→ **TASK DATA**
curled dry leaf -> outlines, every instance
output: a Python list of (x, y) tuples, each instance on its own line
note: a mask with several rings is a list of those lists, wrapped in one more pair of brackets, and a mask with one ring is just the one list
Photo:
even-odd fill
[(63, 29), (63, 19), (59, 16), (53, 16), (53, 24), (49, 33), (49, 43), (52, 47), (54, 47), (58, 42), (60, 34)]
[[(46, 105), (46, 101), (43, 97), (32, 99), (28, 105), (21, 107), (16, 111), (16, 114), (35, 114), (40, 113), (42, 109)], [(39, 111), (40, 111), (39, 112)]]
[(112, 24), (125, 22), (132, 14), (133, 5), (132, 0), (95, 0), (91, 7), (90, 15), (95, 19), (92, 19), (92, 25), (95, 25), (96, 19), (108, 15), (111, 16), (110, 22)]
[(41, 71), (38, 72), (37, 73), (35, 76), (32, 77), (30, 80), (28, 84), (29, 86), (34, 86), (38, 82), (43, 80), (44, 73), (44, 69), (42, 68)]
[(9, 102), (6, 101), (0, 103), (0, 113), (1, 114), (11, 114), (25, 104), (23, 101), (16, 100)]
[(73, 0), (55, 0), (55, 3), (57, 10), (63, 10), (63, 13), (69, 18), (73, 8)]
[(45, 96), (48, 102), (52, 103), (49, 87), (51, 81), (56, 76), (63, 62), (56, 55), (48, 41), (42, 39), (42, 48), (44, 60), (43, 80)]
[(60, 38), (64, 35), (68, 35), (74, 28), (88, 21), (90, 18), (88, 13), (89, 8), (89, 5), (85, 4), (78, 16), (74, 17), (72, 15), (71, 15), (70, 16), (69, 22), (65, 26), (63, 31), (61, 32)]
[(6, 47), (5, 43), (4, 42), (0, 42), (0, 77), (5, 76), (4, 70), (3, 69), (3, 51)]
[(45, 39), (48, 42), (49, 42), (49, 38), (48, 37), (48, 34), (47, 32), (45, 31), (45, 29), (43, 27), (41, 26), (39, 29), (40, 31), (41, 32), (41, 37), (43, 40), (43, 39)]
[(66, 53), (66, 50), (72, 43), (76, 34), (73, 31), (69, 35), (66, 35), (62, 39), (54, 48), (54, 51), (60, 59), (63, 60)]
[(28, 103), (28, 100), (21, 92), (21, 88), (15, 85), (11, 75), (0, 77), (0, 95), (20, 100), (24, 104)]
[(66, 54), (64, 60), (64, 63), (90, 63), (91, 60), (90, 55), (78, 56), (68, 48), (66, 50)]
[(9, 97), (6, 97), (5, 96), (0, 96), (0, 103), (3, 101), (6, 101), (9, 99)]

→ **GIVEN INSTRUCTION**
Edit the entries above so that "curled dry leaf" reads "withered leaf", and keep every other line and character as it is.

→ **TASK ANSWER**
withered leaf -> outlines, every instance
output: a Python list of (x, y) tuples, each instance on its own line
note: a mask with several rings is a list of those lists, wrapped in one more pair of brackets, and a mask with one ring is just the one list
Photo:
even-odd fill
[(63, 29), (63, 19), (59, 16), (53, 16), (53, 24), (49, 33), (49, 43), (52, 47), (54, 47), (58, 42), (60, 34)]
[[(46, 105), (46, 101), (43, 97), (32, 99), (28, 105), (21, 107), (16, 111), (16, 114), (35, 114), (40, 113), (42, 109)], [(39, 111), (40, 111), (39, 112)]]
[(112, 24), (125, 22), (132, 14), (133, 5), (132, 0), (95, 0), (91, 7), (90, 15), (95, 19), (92, 19), (92, 25), (95, 25), (96, 19), (108, 15), (111, 16), (110, 22)]
[(41, 71), (38, 72), (37, 73), (35, 76), (32, 77), (30, 80), (28, 84), (29, 86), (34, 86), (38, 82), (43, 80), (44, 73), (44, 69), (42, 68)]
[(9, 102), (6, 101), (0, 103), (0, 113), (1, 114), (11, 114), (25, 104), (23, 101), (16, 100)]
[(73, 0), (55, 0), (55, 3), (57, 10), (63, 10), (63, 13), (69, 18), (73, 8)]
[(45, 96), (48, 102), (52, 103), (49, 87), (51, 81), (56, 76), (63, 62), (56, 55), (48, 41), (42, 39), (42, 48), (44, 60), (43, 80)]
[(60, 38), (64, 35), (68, 35), (74, 28), (88, 21), (90, 18), (88, 13), (89, 8), (89, 5), (85, 4), (78, 16), (74, 17), (72, 15), (71, 15), (70, 16), (69, 22), (65, 26), (63, 31), (61, 32)]
[(6, 47), (5, 43), (4, 42), (0, 42), (0, 77), (5, 76), (4, 70), (3, 69), (3, 51)]
[(45, 39), (48, 42), (49, 42), (49, 38), (48, 37), (48, 34), (47, 32), (45, 31), (45, 29), (43, 27), (41, 26), (39, 29), (40, 31), (41, 32), (41, 37), (43, 40), (43, 39)]
[(66, 53), (66, 50), (72, 43), (76, 34), (73, 31), (69, 35), (66, 35), (62, 39), (54, 48), (54, 51), (60, 59), (63, 60)]
[(28, 103), (28, 100), (21, 92), (21, 88), (15, 85), (11, 75), (0, 77), (0, 95), (20, 100), (24, 104)]
[(66, 54), (64, 60), (64, 63), (90, 63), (91, 60), (90, 55), (78, 56), (68, 48), (66, 50)]
[(9, 97), (6, 97), (5, 96), (0, 96), (0, 103), (3, 101), (6, 101), (9, 99)]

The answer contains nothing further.